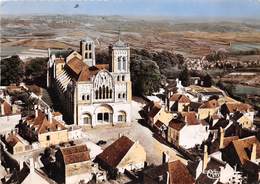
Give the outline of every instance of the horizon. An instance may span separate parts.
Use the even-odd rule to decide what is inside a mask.
[[[188,19],[259,19],[260,0],[1,1],[1,16],[87,15]],[[138,6],[137,6],[138,5]],[[77,8],[75,8],[78,6]],[[23,8],[21,8],[23,7]],[[116,8],[115,8],[116,7]],[[243,13],[241,13],[243,7]]]

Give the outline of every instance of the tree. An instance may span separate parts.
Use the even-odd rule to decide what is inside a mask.
[[[211,87],[212,86],[212,78],[209,74],[202,77],[203,85],[204,87]]]
[[[161,86],[161,73],[156,62],[134,58],[131,61],[131,79],[135,95],[149,95]]]
[[[23,80],[24,64],[19,56],[1,60],[1,85],[8,86]]]
[[[25,65],[26,77],[40,86],[45,86],[48,58],[34,58]]]
[[[180,72],[179,80],[181,81],[183,86],[189,86],[190,85],[190,72],[189,72],[189,70],[188,70],[188,68],[186,66]]]

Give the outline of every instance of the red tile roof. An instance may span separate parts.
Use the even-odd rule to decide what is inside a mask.
[[[217,108],[218,106],[219,106],[218,101],[213,99],[203,103],[199,108],[212,109],[212,108]]]
[[[54,118],[52,118],[52,122],[50,122],[45,113],[40,110],[38,110],[38,116],[36,118],[29,118],[26,120],[26,123],[29,123],[31,125],[31,128],[35,128],[35,131],[38,134],[43,134],[48,131],[55,132],[58,130],[66,129],[66,127],[62,123]]]
[[[180,131],[186,124],[179,119],[172,119],[169,123],[169,127]]]
[[[97,156],[97,159],[105,162],[110,167],[115,168],[124,158],[133,144],[134,142],[128,137],[122,136],[110,146],[108,146],[102,153],[100,153]]]
[[[89,150],[86,145],[75,145],[60,148],[60,151],[66,165],[90,160]]]
[[[154,103],[151,107],[150,112],[148,113],[148,117],[153,118],[158,112],[161,110],[161,105],[159,103]]]
[[[253,107],[245,103],[226,103],[225,105],[227,106],[229,113],[234,113],[236,111],[240,111],[240,112],[253,111]]]
[[[191,100],[187,96],[178,94],[178,93],[172,95],[170,97],[170,101],[174,101],[174,102],[178,101],[179,103],[190,103],[191,102]]]
[[[198,125],[200,122],[196,117],[196,112],[182,112],[181,115],[184,117],[185,123],[188,125]]]

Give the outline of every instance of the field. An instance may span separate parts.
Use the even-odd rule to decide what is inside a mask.
[[[105,49],[118,39],[132,47],[202,57],[218,49],[248,49],[260,43],[260,24],[119,16],[4,16],[1,56],[30,49],[78,48],[86,36]],[[234,43],[234,44],[233,44]]]

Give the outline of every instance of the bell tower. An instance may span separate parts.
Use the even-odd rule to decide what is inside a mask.
[[[114,73],[130,72],[130,47],[120,39],[109,46],[111,71]]]
[[[87,37],[85,40],[80,41],[80,53],[83,62],[89,67],[96,65],[95,43],[91,38]]]

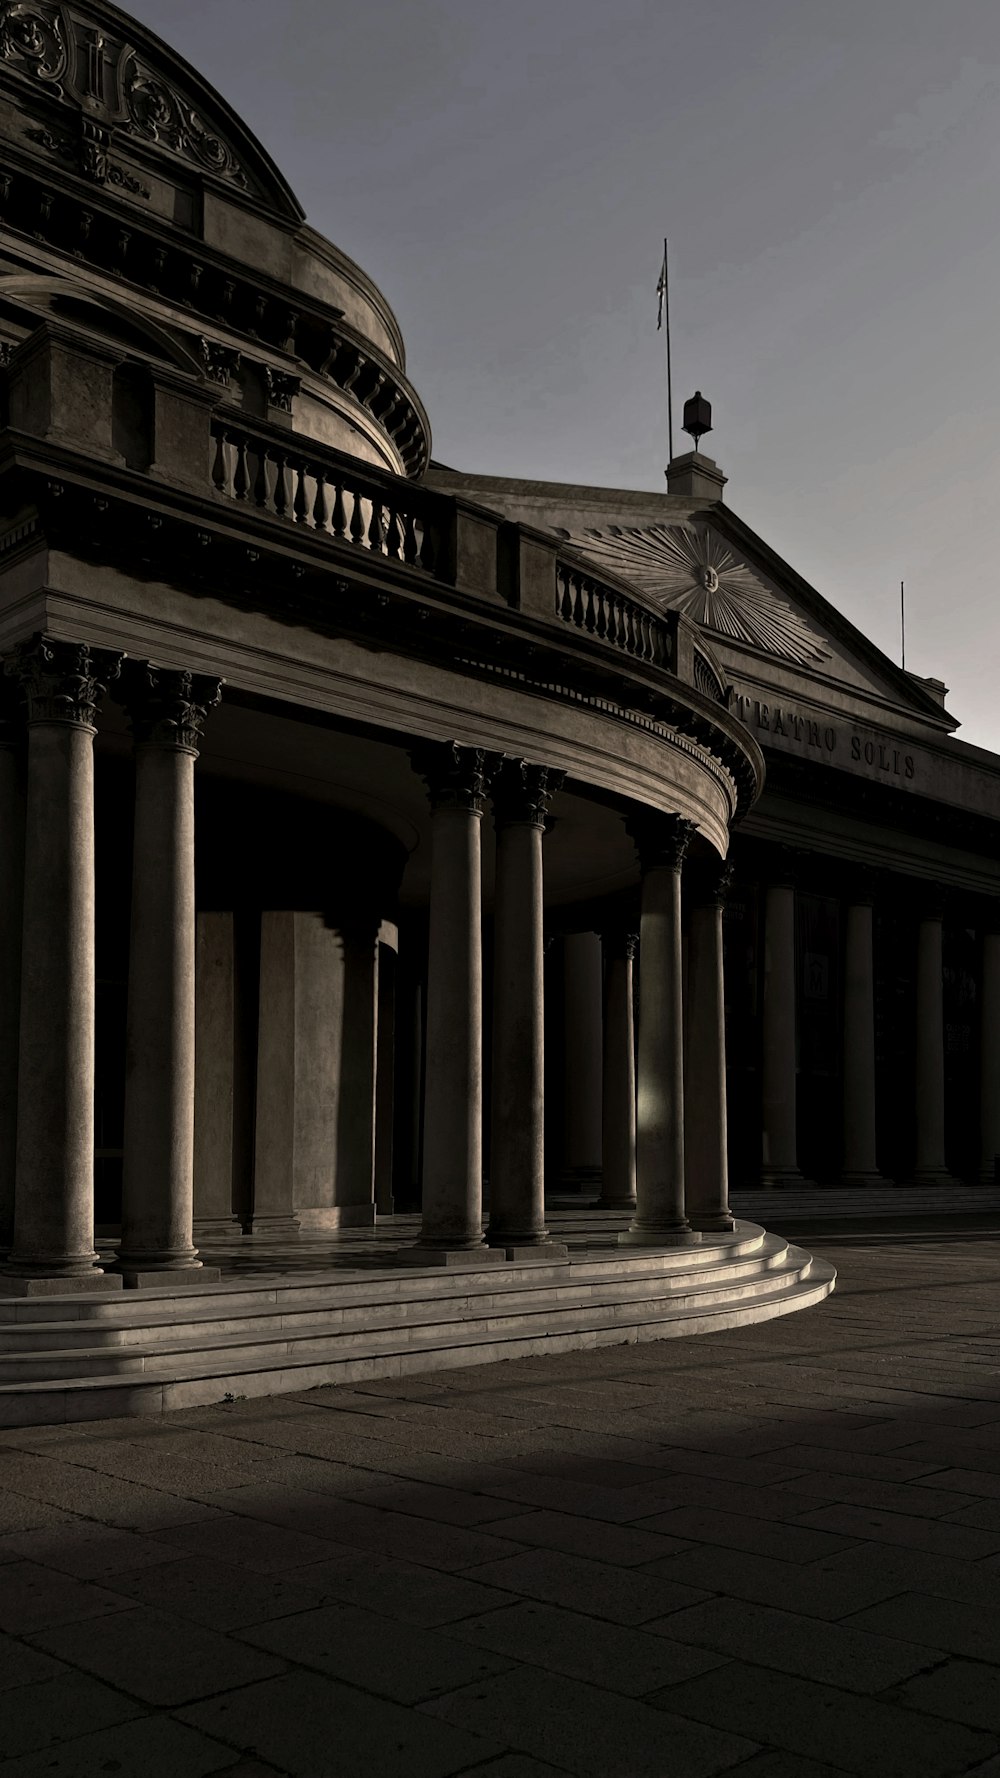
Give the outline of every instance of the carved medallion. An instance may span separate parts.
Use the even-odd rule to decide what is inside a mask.
[[[819,639],[776,592],[707,526],[650,525],[574,537],[613,573],[706,630],[806,665],[829,658]]]
[[[232,149],[181,95],[133,51],[122,69],[122,97],[133,135],[197,162],[220,179],[245,188],[247,177]]]
[[[54,7],[2,0],[0,57],[34,80],[57,81],[66,70],[66,39]]]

• • •

◆ INSTRUCTIONS TO FOLLOW ◆
Copy every record character for character. Skip the pictures.

◆ WORKED SOLUTION ◆
Give the outline of every instance of the horizon. An instance may span separate parts.
Use the even-odd rule to decide what is inside a mask.
[[[188,19],[259,19],[260,0],[1,1],[1,16],[87,15]],[[138,6],[137,6],[138,5]],[[77,8],[75,8],[78,6]],[[23,8],[21,8],[23,7]],[[116,8],[115,8],[116,7]],[[243,13],[241,13],[243,7]]]

Give the outline of every instance of the tree. An instance may span separate parts.
Use the even-odd rule to decide what is inside a mask.
[[[211,87],[212,86],[212,78],[209,74],[202,77],[203,85],[204,87]]]
[[[161,86],[161,73],[156,62],[134,58],[131,61],[131,79],[135,95],[149,95]]]
[[[23,80],[24,64],[19,56],[1,60],[1,85],[8,86]]]
[[[25,65],[26,77],[40,86],[45,86],[48,58],[34,58]]]
[[[180,72],[179,80],[181,81],[183,86],[189,86],[190,85],[190,72],[189,72],[189,70],[188,70],[188,68],[186,66]]]

Give the outline of every instance of the red tile roof. An instance may span separate parts.
Use the even-odd rule to decide what is inside a mask.
[[[217,108],[218,106],[219,106],[218,101],[213,99],[203,103],[199,108],[212,109],[212,108]]]
[[[54,118],[52,118],[52,122],[50,122],[45,113],[40,110],[38,110],[38,116],[36,118],[29,118],[26,120],[26,123],[29,123],[31,125],[31,128],[35,128],[35,131],[38,134],[43,134],[48,131],[55,132],[58,130],[66,129],[66,127],[62,123]]]
[[[180,131],[186,124],[179,119],[172,119],[169,123],[169,127]]]
[[[97,156],[97,159],[105,162],[110,167],[115,168],[124,158],[133,144],[134,142],[128,137],[122,136],[110,146],[108,146],[102,153],[100,153]]]
[[[89,150],[86,145],[75,145],[60,148],[60,151],[66,165],[90,160]]]
[[[154,103],[151,107],[150,112],[148,113],[148,117],[153,118],[158,112],[161,110],[161,105],[159,103]]]
[[[253,107],[245,103],[226,103],[225,105],[227,106],[229,113],[234,113],[236,111],[240,111],[240,112],[253,111]]]
[[[191,100],[187,96],[178,94],[178,93],[172,95],[170,97],[170,101],[174,101],[174,102],[178,101],[179,103],[190,103],[191,102]]]
[[[198,125],[200,122],[196,117],[196,112],[182,112],[181,115],[184,117],[185,123],[188,125]]]

Give the outline of every instance of the field. An instance may span separate parts.
Use the even-odd rule to decide what is inside a mask.
[[[105,49],[118,39],[132,47],[202,57],[218,49],[248,49],[260,43],[260,24],[119,16],[4,16],[1,56],[30,49],[78,48],[86,36]],[[234,43],[234,44],[233,44]]]

Give the outline of every instance of the bell tower. An instance may span separate parts.
Use the even-odd rule to decide what is inside a mask.
[[[114,73],[130,72],[130,47],[120,39],[109,46],[111,71]]]
[[[87,37],[85,40],[80,41],[80,53],[83,62],[89,67],[96,65],[95,43],[91,38]]]

Give the outline of every instance of the carved medallion. An instance may span separate parts.
Use the even-odd rule to decide what is inside a mask.
[[[819,639],[776,592],[707,526],[650,525],[574,537],[613,573],[706,630],[806,665],[829,658]]]
[[[232,149],[181,95],[133,51],[122,69],[122,97],[133,135],[197,162],[220,179],[245,188],[247,177]]]
[[[54,7],[2,0],[0,57],[34,80],[57,81],[66,70],[66,39]]]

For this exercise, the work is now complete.